Could you convert the lines between the one holding "For the AR overlay system, where exactly is the distant" and the one holding "[268,175,306,206]", inclusive, into a two-column CSV with the headers text and answer? Put one row for each line of text and the answer that follows it, with each value as a single quoted field and any line breaks replaced by spaces.
━━━━━ Dataset content
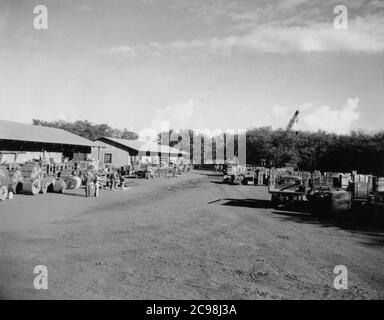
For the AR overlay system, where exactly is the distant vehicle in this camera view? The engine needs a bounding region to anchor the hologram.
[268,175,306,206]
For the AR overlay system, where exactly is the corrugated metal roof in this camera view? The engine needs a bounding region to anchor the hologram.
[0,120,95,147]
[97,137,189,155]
━━━━━━━━━━
━━━━━ Dataset content
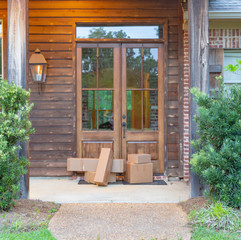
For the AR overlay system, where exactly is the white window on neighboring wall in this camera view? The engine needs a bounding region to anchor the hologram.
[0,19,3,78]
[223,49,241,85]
━━━━━━━━━━
* Result:
text,answer
"For the AR overlay system, where exactly is the distant vehicle in this camera view? The engine needs a bounding region to anchor the hologram.","[268,175,306,206]"